── RECORDS SUPPLIED

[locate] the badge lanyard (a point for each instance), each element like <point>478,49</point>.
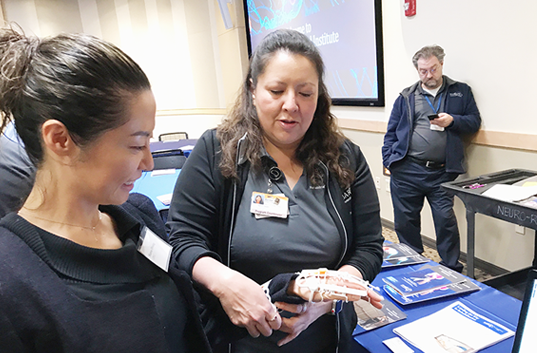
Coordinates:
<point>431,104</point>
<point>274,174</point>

────
── RECORDS SUPPLIED

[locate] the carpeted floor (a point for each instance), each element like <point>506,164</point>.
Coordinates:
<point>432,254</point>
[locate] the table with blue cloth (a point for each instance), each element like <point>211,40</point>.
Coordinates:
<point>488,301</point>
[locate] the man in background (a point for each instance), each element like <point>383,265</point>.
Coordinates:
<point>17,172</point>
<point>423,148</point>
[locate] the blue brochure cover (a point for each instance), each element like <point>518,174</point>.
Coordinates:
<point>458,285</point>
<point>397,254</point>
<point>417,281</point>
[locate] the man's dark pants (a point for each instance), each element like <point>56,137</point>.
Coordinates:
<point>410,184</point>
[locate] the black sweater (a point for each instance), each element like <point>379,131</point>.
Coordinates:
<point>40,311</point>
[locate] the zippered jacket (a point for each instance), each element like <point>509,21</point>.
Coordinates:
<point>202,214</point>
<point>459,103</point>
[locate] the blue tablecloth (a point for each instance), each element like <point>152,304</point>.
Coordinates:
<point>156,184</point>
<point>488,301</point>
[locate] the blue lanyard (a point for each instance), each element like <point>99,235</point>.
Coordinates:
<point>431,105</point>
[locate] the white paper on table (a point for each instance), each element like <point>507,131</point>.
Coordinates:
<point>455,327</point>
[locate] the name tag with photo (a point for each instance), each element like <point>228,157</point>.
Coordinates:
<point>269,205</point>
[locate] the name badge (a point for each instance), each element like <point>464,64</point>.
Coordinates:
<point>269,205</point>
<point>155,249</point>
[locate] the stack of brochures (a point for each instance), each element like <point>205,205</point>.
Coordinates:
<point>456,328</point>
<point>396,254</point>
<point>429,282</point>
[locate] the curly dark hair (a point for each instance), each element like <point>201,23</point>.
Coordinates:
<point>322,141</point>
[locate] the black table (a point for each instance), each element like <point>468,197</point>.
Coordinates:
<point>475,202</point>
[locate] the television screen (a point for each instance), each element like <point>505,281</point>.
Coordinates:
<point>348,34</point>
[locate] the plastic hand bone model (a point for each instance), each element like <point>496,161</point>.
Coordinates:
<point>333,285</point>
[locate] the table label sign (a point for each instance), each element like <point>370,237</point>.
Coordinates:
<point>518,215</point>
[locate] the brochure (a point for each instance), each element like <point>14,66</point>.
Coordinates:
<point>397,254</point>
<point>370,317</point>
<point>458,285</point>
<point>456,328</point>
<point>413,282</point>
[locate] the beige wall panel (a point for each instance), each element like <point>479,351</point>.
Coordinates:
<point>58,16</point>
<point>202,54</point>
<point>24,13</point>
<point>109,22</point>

────

BRIEF:
Each line of the listing above that contains the word "lanyard" is to be copied.

TASK RESULT:
[locate] the badge lanyard (a point for each instance), each element like <point>478,49</point>.
[locate] the blue lanyard (a point for each instance), each element like <point>99,235</point>.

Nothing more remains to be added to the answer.